Work instructions:
How many lines in the rows below contain the string "shirt"? Reply with the number alone.
--- start of Source records ---
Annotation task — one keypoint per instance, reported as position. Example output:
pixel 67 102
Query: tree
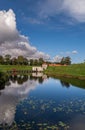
pixel 7 59
pixel 66 60
pixel 20 60
pixel 41 61
pixel 1 59
pixel 31 62
pixel 35 62
pixel 62 61
pixel 14 61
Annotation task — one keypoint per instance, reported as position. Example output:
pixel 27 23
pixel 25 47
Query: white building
pixel 37 69
pixel 44 66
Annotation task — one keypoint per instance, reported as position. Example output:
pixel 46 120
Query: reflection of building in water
pixel 39 75
pixel 11 96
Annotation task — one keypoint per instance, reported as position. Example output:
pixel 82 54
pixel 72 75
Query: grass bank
pixel 71 71
pixel 5 68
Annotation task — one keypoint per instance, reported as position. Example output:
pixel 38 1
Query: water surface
pixel 41 103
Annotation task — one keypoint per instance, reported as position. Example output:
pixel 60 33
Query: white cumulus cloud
pixel 74 9
pixel 12 42
pixel 74 52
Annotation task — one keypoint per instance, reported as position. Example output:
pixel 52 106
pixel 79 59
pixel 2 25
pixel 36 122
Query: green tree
pixel 67 60
pixel 41 61
pixel 7 59
pixel 14 61
pixel 20 60
pixel 1 59
pixel 62 61
pixel 35 62
pixel 31 62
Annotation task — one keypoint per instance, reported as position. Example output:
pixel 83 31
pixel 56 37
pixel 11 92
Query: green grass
pixel 5 68
pixel 75 70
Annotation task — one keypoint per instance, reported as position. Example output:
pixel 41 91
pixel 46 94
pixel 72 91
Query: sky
pixel 50 29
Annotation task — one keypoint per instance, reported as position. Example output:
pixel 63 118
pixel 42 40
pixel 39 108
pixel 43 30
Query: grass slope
pixel 75 70
pixel 5 68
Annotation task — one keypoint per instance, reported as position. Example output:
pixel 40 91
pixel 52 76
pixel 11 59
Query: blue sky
pixel 55 27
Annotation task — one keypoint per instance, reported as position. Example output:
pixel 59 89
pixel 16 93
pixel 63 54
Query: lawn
pixel 74 70
pixel 5 68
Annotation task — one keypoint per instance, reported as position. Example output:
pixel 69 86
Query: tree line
pixel 20 60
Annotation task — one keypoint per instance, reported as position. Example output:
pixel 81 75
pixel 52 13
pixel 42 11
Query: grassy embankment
pixel 5 68
pixel 72 71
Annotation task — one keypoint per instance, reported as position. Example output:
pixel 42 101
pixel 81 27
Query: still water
pixel 42 103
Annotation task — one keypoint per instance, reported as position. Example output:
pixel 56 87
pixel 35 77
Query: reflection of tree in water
pixel 4 79
pixel 19 78
pixel 39 79
pixel 66 84
pixel 11 96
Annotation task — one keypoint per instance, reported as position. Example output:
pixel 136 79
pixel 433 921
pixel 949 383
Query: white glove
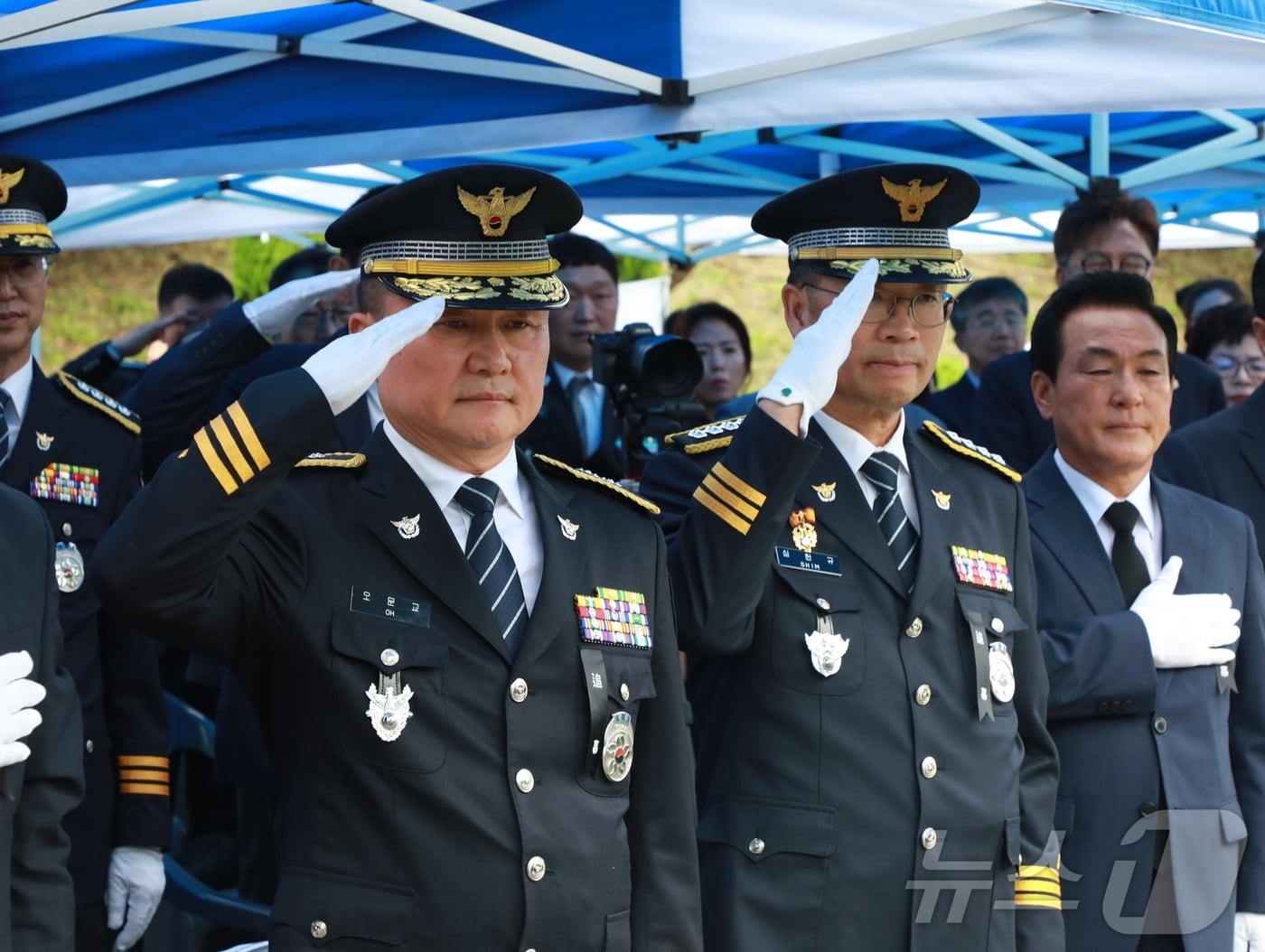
pixel 1185 631
pixel 348 366
pixel 1249 932
pixel 135 886
pixel 811 369
pixel 274 313
pixel 18 699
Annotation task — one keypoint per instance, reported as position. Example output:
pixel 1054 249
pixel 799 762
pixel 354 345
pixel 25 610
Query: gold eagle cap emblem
pixel 8 180
pixel 913 198
pixel 493 210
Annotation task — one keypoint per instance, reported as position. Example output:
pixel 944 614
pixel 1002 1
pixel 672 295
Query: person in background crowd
pixel 1223 338
pixel 189 297
pixel 1104 229
pixel 78 452
pixel 577 421
pixel 725 348
pixel 1155 699
pixel 41 772
pixel 989 322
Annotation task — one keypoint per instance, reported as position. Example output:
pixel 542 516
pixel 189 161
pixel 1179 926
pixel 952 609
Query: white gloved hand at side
pixel 133 891
pixel 18 699
pixel 348 366
pixel 276 312
pixel 1185 631
pixel 810 372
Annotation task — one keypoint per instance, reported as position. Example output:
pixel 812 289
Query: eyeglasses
pixel 1131 263
pixel 929 309
pixel 1229 366
pixel 24 269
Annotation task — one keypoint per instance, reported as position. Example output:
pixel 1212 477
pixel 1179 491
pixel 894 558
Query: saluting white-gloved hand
pixel 810 372
pixel 133 891
pixel 18 699
pixel 347 367
pixel 274 313
pixel 1185 631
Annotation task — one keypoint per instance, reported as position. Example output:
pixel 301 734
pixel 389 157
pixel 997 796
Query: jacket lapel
pixel 433 556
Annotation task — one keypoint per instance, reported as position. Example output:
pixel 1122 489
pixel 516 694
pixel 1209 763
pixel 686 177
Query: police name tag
pixel 396 608
pixel 801 560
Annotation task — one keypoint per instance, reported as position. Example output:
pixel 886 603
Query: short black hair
pixel 1113 290
pixel 575 250
pixel 986 290
pixel 198 281
pixel 300 265
pixel 1224 324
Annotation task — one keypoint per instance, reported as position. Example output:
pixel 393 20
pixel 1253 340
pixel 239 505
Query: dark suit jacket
pixel 426 841
pixel 556 433
pixel 37 899
pixel 1227 459
pixel 1131 737
pixel 1008 423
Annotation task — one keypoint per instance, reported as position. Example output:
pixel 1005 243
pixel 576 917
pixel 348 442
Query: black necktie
pixel 491 562
pixel 883 470
pixel 1125 556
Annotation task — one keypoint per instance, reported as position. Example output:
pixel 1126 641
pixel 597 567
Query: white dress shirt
pixel 18 387
pixel 856 449
pixel 591 401
pixel 1096 500
pixel 515 513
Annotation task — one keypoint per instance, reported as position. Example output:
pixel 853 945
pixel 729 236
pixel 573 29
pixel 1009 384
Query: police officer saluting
pixel 464 661
pixel 857 601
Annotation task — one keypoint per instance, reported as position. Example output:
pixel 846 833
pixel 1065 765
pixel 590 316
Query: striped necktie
pixel 491 562
pixel 882 470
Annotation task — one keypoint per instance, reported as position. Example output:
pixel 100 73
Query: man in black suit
pixel 1155 699
pixel 577 421
pixel 41 772
pixel 989 322
pixel 1102 230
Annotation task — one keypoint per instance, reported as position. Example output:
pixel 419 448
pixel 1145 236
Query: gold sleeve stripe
pixel 143 760
pixel 248 438
pixel 230 445
pixel 214 463
pixel 726 496
pixel 154 789
pixel 721 511
pixel 739 486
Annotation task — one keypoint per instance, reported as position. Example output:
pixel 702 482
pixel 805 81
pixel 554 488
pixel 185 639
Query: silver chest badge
pixel 1001 671
pixel 69 566
pixel 826 649
pixel 389 707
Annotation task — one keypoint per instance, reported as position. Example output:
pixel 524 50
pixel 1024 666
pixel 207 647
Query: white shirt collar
pixel 18 387
pixel 856 449
pixel 443 481
pixel 1096 499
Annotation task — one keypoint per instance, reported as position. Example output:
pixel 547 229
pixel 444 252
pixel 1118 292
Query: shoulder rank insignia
pixel 103 402
pixel 705 439
pixel 587 477
pixel 334 461
pixel 971 451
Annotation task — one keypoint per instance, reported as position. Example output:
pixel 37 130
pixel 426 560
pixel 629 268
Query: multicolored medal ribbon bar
pixel 614 617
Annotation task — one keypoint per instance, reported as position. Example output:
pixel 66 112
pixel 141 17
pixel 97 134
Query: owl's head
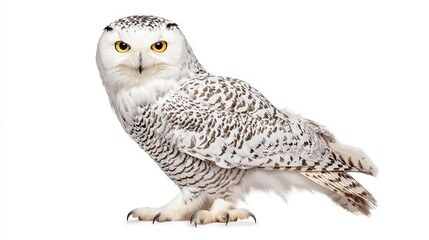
pixel 137 49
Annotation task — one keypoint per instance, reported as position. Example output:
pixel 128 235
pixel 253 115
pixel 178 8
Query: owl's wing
pixel 233 137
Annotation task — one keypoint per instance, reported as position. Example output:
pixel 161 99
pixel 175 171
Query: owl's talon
pixel 156 218
pixel 193 219
pixel 130 213
pixel 252 216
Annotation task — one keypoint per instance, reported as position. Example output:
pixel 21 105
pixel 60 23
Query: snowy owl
pixel 216 138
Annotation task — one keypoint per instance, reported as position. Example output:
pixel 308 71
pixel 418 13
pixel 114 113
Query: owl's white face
pixel 132 55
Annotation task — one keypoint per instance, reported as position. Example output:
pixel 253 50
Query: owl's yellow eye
pixel 159 46
pixel 122 47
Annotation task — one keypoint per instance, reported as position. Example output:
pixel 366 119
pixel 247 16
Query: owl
pixel 217 138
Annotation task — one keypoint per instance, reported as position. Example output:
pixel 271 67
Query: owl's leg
pixel 221 211
pixel 180 208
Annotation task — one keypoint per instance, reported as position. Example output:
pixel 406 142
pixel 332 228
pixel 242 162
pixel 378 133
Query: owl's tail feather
pixel 353 157
pixel 345 191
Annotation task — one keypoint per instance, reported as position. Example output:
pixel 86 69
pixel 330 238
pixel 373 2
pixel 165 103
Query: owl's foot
pixel 221 211
pixel 148 214
pixel 205 216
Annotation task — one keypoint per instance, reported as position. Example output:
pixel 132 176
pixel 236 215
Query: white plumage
pixel 216 137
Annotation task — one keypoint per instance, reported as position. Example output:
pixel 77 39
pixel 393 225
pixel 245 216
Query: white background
pixel 68 170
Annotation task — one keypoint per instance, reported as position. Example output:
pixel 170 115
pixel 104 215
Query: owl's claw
pixel 252 216
pixel 130 213
pixel 156 218
pixel 205 216
pixel 193 219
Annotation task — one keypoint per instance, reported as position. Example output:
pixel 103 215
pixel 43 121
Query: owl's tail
pixel 353 157
pixel 344 190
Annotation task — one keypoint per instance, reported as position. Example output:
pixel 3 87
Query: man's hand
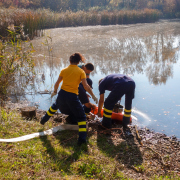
--- end of Source records ---
Correct output:
2